[Description of the task]:
Reproduce nothing but the closing run of lines: the line with "flight suit in" and each line that follows it to the end of the data.
--- Start Data records ---
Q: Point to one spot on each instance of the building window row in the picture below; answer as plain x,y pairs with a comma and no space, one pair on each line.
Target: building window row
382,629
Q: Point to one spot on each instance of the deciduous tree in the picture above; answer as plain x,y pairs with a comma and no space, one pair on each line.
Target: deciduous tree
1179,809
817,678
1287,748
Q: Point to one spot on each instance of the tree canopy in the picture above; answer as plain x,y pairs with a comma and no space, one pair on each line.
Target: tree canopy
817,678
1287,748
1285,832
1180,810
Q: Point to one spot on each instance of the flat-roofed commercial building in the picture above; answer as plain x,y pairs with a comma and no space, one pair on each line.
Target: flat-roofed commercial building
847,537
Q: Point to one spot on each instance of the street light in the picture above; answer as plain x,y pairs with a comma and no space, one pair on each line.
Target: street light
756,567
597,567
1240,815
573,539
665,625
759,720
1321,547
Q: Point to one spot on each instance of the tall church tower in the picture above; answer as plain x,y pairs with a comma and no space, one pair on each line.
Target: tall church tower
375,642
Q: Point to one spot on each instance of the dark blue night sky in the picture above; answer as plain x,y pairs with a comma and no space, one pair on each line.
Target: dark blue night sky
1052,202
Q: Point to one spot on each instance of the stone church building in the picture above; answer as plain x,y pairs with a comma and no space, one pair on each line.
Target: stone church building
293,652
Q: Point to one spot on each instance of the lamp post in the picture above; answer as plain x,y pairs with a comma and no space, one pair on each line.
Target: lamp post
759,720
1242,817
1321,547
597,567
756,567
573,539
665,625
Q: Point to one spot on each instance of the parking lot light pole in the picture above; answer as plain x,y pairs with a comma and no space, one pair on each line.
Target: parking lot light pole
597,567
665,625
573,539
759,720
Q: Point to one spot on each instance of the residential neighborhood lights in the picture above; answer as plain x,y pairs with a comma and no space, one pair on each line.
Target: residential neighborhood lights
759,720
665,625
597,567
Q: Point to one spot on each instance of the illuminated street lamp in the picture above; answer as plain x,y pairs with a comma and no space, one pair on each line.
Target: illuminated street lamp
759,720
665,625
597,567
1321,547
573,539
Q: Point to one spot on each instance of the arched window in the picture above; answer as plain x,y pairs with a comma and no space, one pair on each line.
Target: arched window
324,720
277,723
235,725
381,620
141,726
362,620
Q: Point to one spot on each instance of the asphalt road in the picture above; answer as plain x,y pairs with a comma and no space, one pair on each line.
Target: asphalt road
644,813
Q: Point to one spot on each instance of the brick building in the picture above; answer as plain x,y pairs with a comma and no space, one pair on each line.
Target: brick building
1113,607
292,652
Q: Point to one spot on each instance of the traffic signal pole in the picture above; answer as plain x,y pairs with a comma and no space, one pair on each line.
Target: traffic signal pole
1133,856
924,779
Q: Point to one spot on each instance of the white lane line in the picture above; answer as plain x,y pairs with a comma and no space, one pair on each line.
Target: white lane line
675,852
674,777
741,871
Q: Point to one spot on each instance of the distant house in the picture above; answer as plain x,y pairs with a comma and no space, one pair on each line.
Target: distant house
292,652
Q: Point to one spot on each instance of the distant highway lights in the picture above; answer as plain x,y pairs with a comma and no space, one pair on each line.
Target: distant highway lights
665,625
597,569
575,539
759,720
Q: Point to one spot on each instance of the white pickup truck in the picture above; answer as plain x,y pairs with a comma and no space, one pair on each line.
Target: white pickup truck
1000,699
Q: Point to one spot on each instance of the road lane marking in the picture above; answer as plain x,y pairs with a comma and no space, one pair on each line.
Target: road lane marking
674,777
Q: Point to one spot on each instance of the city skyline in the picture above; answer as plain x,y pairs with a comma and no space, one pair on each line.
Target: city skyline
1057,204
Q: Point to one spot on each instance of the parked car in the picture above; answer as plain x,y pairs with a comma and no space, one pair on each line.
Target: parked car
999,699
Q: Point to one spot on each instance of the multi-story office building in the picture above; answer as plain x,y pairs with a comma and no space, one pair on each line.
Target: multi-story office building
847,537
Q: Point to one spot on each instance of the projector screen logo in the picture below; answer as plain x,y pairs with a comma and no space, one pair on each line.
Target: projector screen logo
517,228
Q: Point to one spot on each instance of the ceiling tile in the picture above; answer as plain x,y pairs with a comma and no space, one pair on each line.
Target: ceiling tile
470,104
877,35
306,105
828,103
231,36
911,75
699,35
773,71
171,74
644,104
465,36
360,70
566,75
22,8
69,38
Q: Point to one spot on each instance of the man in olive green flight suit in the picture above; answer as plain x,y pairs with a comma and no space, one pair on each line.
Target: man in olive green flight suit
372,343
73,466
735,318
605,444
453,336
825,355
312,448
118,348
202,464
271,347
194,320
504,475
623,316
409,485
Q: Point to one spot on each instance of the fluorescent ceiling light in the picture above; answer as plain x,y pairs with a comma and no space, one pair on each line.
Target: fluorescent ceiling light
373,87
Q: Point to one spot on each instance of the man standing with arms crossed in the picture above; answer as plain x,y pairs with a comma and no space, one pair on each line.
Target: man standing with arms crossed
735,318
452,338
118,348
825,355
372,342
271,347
--- End Data records ---
[Written response]:
Q: Point to one spot on each instance of the man in olive green flight suit in the picture above; answer as plain x,y pairs with a comma and no space, one pair on each line.
Target: man in olive green flight suit
372,343
73,466
735,318
605,444
453,336
825,355
312,448
118,348
202,464
271,347
194,320
504,475
623,316
409,485
Q: Point to one spot on each instance of the fluorescent ceiling light in the picture above; answer as plain x,y pairs with a comma and no space, one pair on each line.
Target: fluorescent ceiling light
373,87
Q: Point to one spot on each instance of the man standing with arms crossed in the picture above; answer as plain x,y pairs with a comma and no space, one pair on each line.
Target: man standing with arms crossed
735,318
452,338
118,348
825,355
372,342
271,347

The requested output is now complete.